__GIVEN PASSAGE__
● ● ● ●
Now there was a line outside, and orange numbered tickets were being distributed. I realized afterwards that I must have arrived just as the early arrivals were being escorted inside so the plaza was empty and the police assumed I was a straggler. I wasn't the only one who mistakenly went in without a ticket -- a couple came out a few minutes after I got in line. They'd made it all the way to the courtroom door, and had already left their outerwear in the lockers, so they had to wait in line with no coats. (They were not happy.)

Eventually we were let back inside. I went through security again, stood in a line, went up some stairs, put everything in a locker, stood in another line, went through another security check, stood in another line, and was finally escorted into the courtroom, where the first argument was just beginning.
● ● ● ●
__PROVIDED RECORDS__
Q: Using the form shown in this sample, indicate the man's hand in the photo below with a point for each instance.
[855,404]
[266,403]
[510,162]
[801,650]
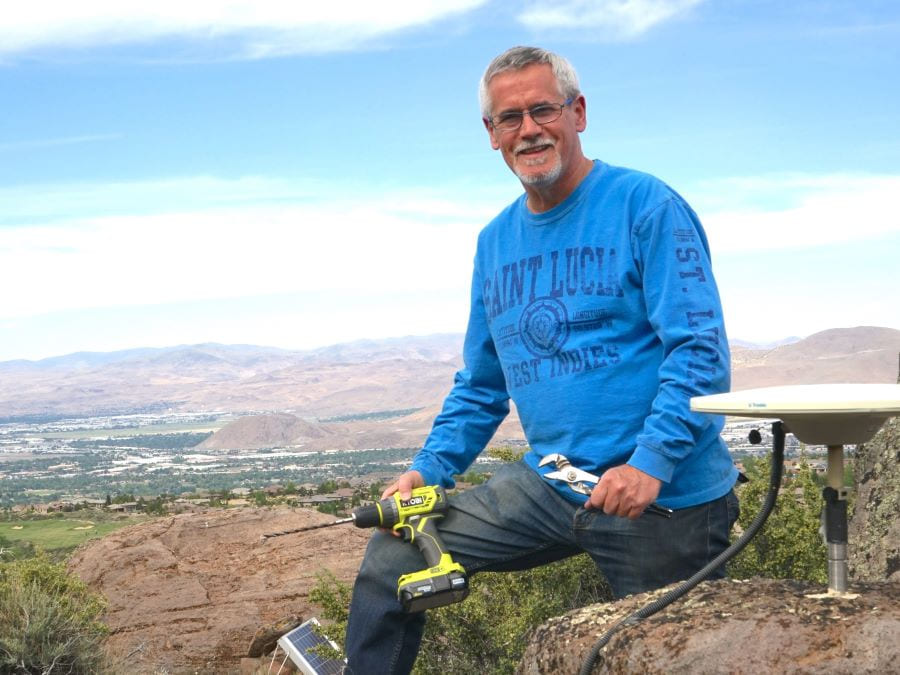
● ● ● ●
__THE PROBLEM__
Print the part of the courtroom account starting at "Now there was" and ending at "were not happy.)". The listing is unrelated material that stands apart from the courtroom account.

__CORRECT RESULT__
Now there was a line outside, and orange numbered tickets were being distributed. I realized afterwards that I must have arrived just as the early arrivals were being escorted inside so the plaza was empty and the police assumed I was a straggler. I wasn't the only one who mistakenly went in without a ticket -- a couple came out a few minutes after I got in line. They'd made it all the way to the courtroom door, and had already left their outerwear in the lockers, so they had to wait in line with no coats. (They were not happy.)